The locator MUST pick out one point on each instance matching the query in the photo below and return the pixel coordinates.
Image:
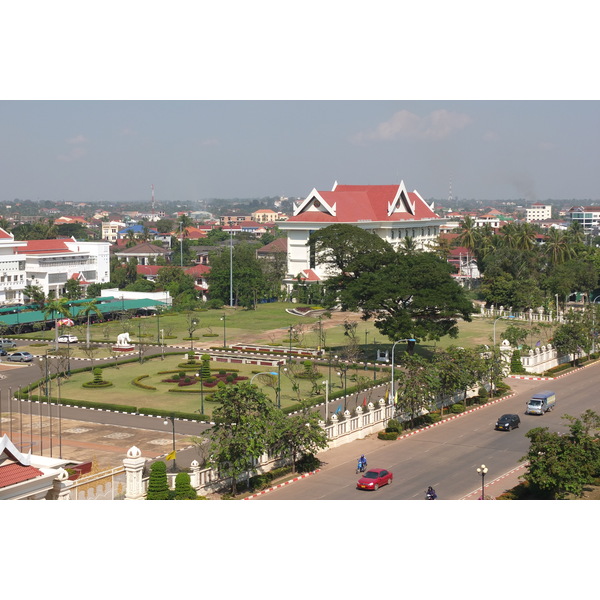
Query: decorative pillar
(61, 487)
(195, 475)
(134, 466)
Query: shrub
(307, 463)
(183, 487)
(394, 425)
(158, 488)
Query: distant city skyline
(113, 151)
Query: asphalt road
(448, 455)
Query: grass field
(268, 324)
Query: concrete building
(538, 212)
(389, 211)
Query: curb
(261, 493)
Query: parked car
(7, 344)
(508, 422)
(20, 357)
(67, 339)
(373, 479)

- - -

■ **WHAT THIS TASK INVOLVES**:
Rewrite the data above, switching "parked car" to "parked vehicle" and leaving everything else unchanged. Omit the pictures from your answer.

■ **OUTPUT BELOW**:
The locator MUST pick out one point on each instance matching the query in the photo below and return the pixel coordinates.
Image:
Query: decorative pillar
(61, 487)
(195, 475)
(134, 466)
Query: shrub
(307, 463)
(183, 487)
(394, 425)
(158, 488)
Query: distant city skyline
(113, 151)
Query: asphalt road
(448, 455)
Query: grass field
(268, 324)
Query: concrete building
(538, 212)
(389, 211)
Query: curb
(261, 493)
Query: parked vehicle
(7, 344)
(508, 422)
(20, 357)
(67, 339)
(373, 479)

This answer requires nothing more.